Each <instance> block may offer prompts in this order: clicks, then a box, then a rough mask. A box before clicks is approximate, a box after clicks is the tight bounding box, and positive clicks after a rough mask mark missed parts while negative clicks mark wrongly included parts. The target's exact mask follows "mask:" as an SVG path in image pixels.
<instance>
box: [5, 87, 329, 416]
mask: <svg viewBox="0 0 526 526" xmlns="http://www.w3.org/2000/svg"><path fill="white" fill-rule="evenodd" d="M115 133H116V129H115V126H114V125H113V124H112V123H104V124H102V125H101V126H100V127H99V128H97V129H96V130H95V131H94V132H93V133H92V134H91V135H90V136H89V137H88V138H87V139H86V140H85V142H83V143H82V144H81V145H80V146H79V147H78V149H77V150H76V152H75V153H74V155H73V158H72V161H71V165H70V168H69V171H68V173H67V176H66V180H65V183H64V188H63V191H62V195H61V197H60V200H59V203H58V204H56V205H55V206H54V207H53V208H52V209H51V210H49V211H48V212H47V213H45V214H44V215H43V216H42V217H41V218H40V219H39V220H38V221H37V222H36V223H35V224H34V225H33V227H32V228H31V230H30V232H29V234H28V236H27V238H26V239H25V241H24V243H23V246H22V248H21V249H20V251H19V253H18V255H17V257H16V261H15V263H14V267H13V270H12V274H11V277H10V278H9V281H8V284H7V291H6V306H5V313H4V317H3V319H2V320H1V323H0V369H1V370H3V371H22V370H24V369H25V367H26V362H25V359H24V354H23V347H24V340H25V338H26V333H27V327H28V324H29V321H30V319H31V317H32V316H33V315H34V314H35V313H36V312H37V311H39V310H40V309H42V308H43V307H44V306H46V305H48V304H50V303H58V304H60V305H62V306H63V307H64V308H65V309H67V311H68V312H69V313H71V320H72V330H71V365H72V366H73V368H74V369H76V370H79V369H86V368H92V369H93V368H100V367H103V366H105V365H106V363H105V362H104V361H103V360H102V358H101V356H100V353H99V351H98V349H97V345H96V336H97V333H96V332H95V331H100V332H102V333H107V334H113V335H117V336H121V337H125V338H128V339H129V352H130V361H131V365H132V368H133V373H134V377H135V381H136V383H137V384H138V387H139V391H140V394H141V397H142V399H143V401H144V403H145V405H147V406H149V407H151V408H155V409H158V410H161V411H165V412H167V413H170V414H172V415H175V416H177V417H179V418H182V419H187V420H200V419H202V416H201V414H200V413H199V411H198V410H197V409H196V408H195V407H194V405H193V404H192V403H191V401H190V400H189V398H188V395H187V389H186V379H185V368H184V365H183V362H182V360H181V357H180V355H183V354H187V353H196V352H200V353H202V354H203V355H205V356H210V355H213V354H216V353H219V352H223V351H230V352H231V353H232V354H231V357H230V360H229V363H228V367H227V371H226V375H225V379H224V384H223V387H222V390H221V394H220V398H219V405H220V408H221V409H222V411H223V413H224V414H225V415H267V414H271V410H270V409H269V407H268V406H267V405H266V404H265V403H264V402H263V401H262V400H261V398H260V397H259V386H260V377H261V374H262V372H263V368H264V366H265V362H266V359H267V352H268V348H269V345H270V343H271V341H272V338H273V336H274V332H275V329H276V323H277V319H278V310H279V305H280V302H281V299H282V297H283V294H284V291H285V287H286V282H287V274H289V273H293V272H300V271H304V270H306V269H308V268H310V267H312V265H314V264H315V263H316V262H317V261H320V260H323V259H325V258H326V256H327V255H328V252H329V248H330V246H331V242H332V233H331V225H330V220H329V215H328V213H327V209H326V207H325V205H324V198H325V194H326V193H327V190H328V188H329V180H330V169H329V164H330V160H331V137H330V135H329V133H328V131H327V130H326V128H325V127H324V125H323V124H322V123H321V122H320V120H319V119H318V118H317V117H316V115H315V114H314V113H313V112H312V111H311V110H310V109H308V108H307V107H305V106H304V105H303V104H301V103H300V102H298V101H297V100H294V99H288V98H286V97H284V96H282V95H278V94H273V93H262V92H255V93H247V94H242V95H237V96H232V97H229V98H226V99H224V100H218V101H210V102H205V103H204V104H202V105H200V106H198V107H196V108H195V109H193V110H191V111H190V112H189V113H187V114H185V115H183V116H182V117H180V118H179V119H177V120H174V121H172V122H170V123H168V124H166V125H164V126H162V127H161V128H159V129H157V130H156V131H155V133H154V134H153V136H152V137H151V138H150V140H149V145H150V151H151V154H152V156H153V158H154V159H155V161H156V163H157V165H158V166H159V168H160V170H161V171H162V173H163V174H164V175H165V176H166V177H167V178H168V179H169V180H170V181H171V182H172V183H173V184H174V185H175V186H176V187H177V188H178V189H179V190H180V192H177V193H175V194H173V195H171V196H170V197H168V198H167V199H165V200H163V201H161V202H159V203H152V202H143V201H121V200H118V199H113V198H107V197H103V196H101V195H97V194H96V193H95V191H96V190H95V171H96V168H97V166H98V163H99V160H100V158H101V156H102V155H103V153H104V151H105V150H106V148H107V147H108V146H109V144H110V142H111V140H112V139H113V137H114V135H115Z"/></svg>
---
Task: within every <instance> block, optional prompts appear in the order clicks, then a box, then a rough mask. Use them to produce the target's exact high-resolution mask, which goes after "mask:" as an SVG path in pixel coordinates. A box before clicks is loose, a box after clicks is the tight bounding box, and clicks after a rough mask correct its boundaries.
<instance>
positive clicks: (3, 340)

About this task - Write out every line of the listing that holds the word "positive".

Exercise result -
Each <instance> block may offer prompts in this order: clicks, then a box, then a rough mask. A box before clicks is approximate, a box after clicks is the tight bounding box, and positive clicks after a rough mask mark missed parts while negative clicks mark wrongly included parts. The target's exact mask follows "mask:" as an SVG path in image pixels.
positive clicks: (3, 340)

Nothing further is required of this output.